> [Task requirements]: All entries should be output exactly as they stand.

————

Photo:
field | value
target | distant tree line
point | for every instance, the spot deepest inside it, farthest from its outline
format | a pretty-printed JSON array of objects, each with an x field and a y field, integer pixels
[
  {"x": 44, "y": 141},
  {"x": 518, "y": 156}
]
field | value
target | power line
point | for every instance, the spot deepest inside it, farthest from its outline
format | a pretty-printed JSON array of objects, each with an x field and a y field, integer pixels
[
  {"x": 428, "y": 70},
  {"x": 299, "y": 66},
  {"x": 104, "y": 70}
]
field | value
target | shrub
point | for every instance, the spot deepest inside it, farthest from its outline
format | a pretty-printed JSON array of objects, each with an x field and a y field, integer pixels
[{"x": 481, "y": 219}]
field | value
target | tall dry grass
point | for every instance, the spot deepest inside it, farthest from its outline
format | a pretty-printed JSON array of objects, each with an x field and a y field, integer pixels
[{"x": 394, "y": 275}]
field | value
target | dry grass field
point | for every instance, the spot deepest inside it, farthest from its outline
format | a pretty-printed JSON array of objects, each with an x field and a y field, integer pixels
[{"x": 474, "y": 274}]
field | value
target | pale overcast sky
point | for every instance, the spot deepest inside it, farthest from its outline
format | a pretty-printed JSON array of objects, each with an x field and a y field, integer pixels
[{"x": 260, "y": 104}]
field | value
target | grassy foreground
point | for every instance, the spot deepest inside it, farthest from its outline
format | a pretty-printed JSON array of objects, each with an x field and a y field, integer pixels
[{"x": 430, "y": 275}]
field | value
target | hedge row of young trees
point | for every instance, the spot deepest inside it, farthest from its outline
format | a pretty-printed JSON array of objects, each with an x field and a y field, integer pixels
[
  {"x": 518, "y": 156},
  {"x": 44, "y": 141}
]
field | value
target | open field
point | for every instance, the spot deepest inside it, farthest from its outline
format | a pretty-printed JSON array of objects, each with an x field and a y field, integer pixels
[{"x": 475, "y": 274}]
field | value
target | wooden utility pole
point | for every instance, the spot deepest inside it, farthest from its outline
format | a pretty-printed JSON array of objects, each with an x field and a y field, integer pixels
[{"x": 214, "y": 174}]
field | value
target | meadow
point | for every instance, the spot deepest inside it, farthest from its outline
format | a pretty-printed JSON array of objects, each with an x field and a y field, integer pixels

————

> [Full solution]:
Photo:
field | value
target | distant tree line
point | for every instance, the spot deepest inside it, farthest from its outline
format | a pretty-printed JSON array of objects, each with an x field and a y field, integer pixels
[
  {"x": 44, "y": 141},
  {"x": 518, "y": 156}
]
field | value
target | power line
point | for every instance, the spot deepest inside it, farthest from its outline
format | a pretty-printed JSON array of objects, each with an x field and a y field, integer pixels
[
  {"x": 428, "y": 70},
  {"x": 299, "y": 66},
  {"x": 104, "y": 70}
]
field | value
target | shrub
point | for every instance, the spot deepest inside it, farthest from its outline
format | a pretty-printed JSON array of objects, each with an x field and a y field, integer pixels
[{"x": 481, "y": 219}]
field | value
target | tall dry grass
point | for every instance, the spot deepest inside it, farthest from its outline
format | a pretty-printed JSON array of objects, each with an x field and a y field, integer pixels
[{"x": 394, "y": 275}]
field | value
target | dry grass field
point | for every instance, the spot deepest inside it, farthest from its outline
format | a pretty-printed JSON array of objects, each with an x field and a y field, integer pixels
[{"x": 474, "y": 274}]
field | value
target | pale overcast sky
point | for every instance, the spot deepest inside it, farthest from its outline
format | a pretty-printed JSON array of objects, each with an x field and a y field, integer pixels
[{"x": 260, "y": 104}]
field | value
target | grassy foreground
point | for every instance, the spot deepest inside it, farthest from its outline
format | a pretty-printed JSON array of objects, each with an x field and a y field, integer pixels
[{"x": 430, "y": 275}]
field | value
target | hedge row of young trees
point | for every instance, the spot deepest inside it, farthest from its outline
format | a pretty-printed JSON array of objects, each with an x field and a y field, integer pixels
[
  {"x": 518, "y": 156},
  {"x": 44, "y": 141}
]
field | value
target | open field
point | for every instance, the spot deepest inside it, farthest from its outline
format | a pretty-printed JSON array of objects, each with an x field and a y field, integer pixels
[{"x": 475, "y": 274}]
field | value
target | wooden utility pole
point | for every instance, the spot deepest inside it, farthest from its outline
format | a pretty-printed JSON array of objects, each with an x field and a y field, integer pixels
[{"x": 214, "y": 174}]
field | value
target | meadow
point | for every instance, the spot deepest inside it, farthest from its outline
format | a pretty-printed JSON array of objects, each with an x field and a y field, integer pixels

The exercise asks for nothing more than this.